• _Exercise goal_
Within the data below, count the lines that include the word "position". Provide the number and nothing further.
════════════════════
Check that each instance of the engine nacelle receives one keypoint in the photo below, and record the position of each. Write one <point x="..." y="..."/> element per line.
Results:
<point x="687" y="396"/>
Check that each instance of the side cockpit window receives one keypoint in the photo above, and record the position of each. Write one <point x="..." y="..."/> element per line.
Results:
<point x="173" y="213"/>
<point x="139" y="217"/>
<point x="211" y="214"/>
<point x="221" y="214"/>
════════════════════
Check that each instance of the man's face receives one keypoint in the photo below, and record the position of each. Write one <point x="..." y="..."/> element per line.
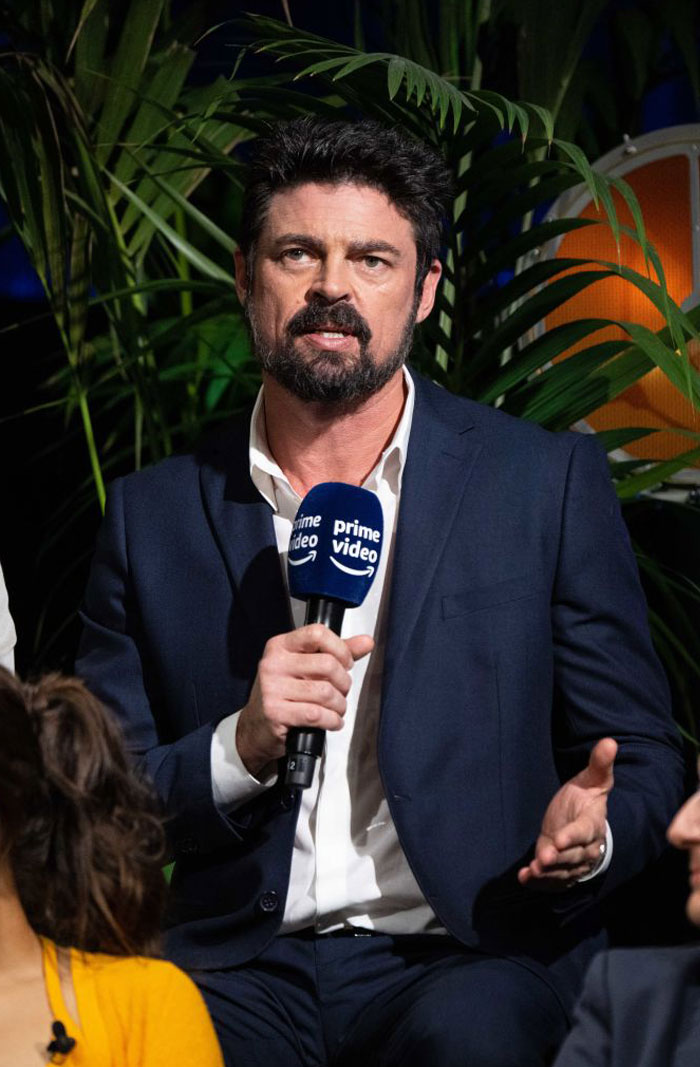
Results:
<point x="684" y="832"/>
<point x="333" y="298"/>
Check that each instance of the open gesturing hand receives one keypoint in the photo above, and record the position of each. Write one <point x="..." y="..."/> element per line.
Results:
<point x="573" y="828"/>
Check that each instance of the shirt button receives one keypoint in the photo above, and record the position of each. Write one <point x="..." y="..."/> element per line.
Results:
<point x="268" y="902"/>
════════════════════
• _Response area_
5